Skip to main content

Supermicro's Liquid-Cooled SuperClusters for AI Data Centers Powered by NVIDIA GB200 NVL72 and NVIDIA HGX B200 Systems, Deliver a New Paradigm of Energy-Efficient Exascale Computing

Supermicro's End-to-End Liquid-Cooled Solutions Propel Industry's Transition to Sustainable AI Data Centers with the NVIDIA Blackwell Platform

San Jose, Calif., – October 15, 2024 – Supermicro, Inc. (NASDAQ: SMCI), a Total IT Solution Provider for AI, Cloud, Storage, and 5G/Edge, is accelerating the industry's transition to liquid-cooled data centers with the NVIDIA Blackwell platform to deliver a new paradigm of energy-efficiency for the rapidly heightened energy demand of new AI infrastructures. Supermicro's industry-leading end-to-end liquid-cooling solutions are powered by the NVIDIA GB200 NVL72 platform for exascale computing in a single rack and have started sampling to select customers for full-scale production in late Q4. In addition, the recently announced Supermicro X14 and H14 4U liquid-cooled systems and 10U air-cooled systems are production-ready for the NVIDIA HGX B200 8-GPU system.

[Entries pointing to named objects]

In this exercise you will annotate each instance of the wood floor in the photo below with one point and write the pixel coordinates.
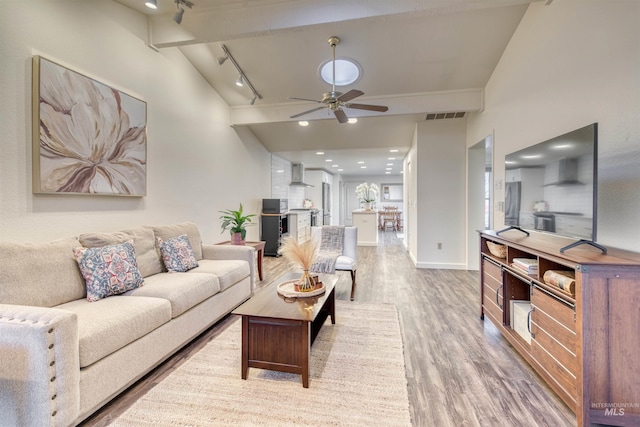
(460, 371)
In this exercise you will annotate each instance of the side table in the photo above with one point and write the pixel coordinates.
(259, 247)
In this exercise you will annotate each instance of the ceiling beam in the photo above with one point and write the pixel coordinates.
(254, 19)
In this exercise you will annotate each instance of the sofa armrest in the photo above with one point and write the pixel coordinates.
(39, 366)
(247, 253)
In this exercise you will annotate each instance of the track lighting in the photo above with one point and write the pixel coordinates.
(242, 78)
(178, 16)
(181, 4)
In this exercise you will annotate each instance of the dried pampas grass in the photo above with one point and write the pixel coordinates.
(302, 255)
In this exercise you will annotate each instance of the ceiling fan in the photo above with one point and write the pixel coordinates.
(336, 100)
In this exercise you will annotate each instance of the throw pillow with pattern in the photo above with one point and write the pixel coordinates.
(108, 270)
(177, 254)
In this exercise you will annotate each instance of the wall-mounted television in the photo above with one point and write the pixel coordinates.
(552, 186)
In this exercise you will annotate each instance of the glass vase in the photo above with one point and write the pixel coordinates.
(306, 283)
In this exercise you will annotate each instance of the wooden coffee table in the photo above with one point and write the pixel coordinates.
(277, 333)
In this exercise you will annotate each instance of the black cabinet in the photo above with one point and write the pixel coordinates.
(273, 228)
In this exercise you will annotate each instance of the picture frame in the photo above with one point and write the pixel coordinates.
(88, 138)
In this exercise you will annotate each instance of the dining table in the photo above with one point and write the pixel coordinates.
(397, 218)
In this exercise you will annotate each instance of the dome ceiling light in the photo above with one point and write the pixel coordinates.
(348, 71)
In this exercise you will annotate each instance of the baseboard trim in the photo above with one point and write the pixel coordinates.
(441, 266)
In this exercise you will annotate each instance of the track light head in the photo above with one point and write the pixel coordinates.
(181, 4)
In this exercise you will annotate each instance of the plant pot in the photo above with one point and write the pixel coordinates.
(236, 239)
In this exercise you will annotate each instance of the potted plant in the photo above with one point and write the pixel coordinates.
(236, 222)
(367, 194)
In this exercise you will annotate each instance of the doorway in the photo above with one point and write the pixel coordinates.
(479, 196)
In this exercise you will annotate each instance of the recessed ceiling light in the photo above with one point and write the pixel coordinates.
(348, 71)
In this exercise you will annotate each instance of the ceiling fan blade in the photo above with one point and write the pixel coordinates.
(380, 108)
(307, 112)
(353, 93)
(305, 99)
(341, 116)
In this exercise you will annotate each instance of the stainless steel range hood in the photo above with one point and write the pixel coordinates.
(564, 173)
(297, 175)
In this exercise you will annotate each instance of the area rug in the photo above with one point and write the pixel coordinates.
(357, 378)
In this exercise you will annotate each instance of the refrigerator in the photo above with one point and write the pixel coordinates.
(512, 203)
(326, 203)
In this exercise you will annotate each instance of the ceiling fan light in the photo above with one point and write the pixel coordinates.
(348, 71)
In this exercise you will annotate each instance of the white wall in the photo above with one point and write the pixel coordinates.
(193, 154)
(570, 64)
(441, 195)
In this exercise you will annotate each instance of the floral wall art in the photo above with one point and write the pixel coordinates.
(88, 138)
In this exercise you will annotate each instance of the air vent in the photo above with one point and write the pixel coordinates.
(439, 116)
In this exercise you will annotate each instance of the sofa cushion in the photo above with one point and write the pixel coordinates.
(109, 270)
(182, 290)
(177, 254)
(110, 324)
(165, 232)
(40, 274)
(144, 242)
(229, 272)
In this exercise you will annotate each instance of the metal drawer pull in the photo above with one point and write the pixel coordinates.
(490, 261)
(522, 279)
(567, 303)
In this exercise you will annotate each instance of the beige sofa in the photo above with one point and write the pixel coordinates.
(63, 357)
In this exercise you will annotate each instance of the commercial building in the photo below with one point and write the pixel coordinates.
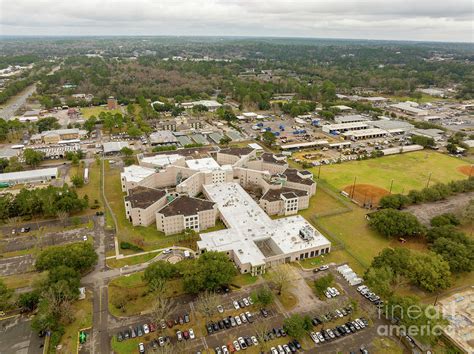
(142, 203)
(344, 127)
(393, 127)
(252, 239)
(172, 197)
(33, 176)
(353, 118)
(57, 136)
(372, 133)
(186, 213)
(410, 108)
(305, 145)
(112, 103)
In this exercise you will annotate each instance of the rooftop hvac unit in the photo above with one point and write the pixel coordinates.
(306, 233)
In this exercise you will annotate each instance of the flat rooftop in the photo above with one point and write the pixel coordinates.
(204, 164)
(252, 235)
(135, 173)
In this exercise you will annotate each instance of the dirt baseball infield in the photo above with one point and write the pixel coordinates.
(468, 170)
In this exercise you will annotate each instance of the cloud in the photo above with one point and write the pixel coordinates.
(370, 19)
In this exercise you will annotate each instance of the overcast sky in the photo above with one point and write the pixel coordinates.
(435, 20)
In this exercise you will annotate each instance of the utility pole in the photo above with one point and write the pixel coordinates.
(429, 179)
(353, 187)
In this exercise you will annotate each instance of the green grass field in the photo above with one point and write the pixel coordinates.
(88, 112)
(408, 171)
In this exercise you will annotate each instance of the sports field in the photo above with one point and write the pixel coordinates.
(408, 171)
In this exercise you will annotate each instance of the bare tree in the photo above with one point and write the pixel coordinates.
(14, 221)
(162, 308)
(280, 278)
(207, 303)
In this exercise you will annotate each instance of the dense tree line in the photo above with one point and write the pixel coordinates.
(434, 193)
(209, 272)
(47, 202)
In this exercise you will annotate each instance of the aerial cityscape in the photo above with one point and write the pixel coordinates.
(184, 179)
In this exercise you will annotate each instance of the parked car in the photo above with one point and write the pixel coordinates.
(179, 336)
(161, 341)
(243, 318)
(242, 343)
(139, 331)
(236, 345)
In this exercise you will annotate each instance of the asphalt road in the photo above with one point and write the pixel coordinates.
(16, 337)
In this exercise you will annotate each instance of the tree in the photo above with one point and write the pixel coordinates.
(225, 140)
(263, 296)
(162, 308)
(394, 223)
(380, 280)
(280, 277)
(207, 303)
(33, 157)
(268, 138)
(394, 201)
(78, 256)
(411, 313)
(62, 216)
(90, 124)
(209, 272)
(445, 219)
(77, 181)
(429, 271)
(296, 325)
(459, 255)
(157, 273)
(29, 301)
(6, 296)
(321, 284)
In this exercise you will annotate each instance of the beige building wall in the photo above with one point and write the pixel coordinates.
(143, 217)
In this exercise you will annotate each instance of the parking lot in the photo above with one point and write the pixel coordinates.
(16, 337)
(313, 307)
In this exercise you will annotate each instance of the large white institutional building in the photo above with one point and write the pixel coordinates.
(193, 188)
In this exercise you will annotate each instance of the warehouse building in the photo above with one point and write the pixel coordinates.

Short problem 1: What areas does Supermicro provide Total IT Solutions for, according to the Supermicro liquid-cooling announcement? List them.
Short problem 2:
Answer yes or no for each statement about the Supermicro liquid-cooling announcement, and quote the words that decide it.
(a) The solutions powered by the NVIDIA GB200 NVL72 platform have begun sampling to select customers.
(b) The 10U systems it mentions are liquid-cooled.
(c) The NVIDIA HGX B200 system it names has eight GPUs.
Short problem 3: Translate this sentence from the Supermicro liquid-cooling announcement into Spanish: "In addition, the recently announced Supermicro X14 and H14 4U liquid-cooled systems and 10U air-cooled systems are production-ready for the NVIDIA HGX B200 8-GPU system."

Complete answer 1: AI, Cloud, Storage, 5G/Edge

Complete answer 2:
(a) Yes: "have started sampling to select customers for full-scale production in late Q4"
(b) No: "10U air-cooled systems"
(c) Yes: "NVIDIA HGX B200 8-GPU system"

Complete answer 3: Además, los sistemas Supermicro X14 y H14 de 4U con refrigeración líquida y los sistemas de 10U con refrigeración por aire, anunciados recientemente, están listos para producción para el sistema NVIDIA HGX B200 de 8 GPU.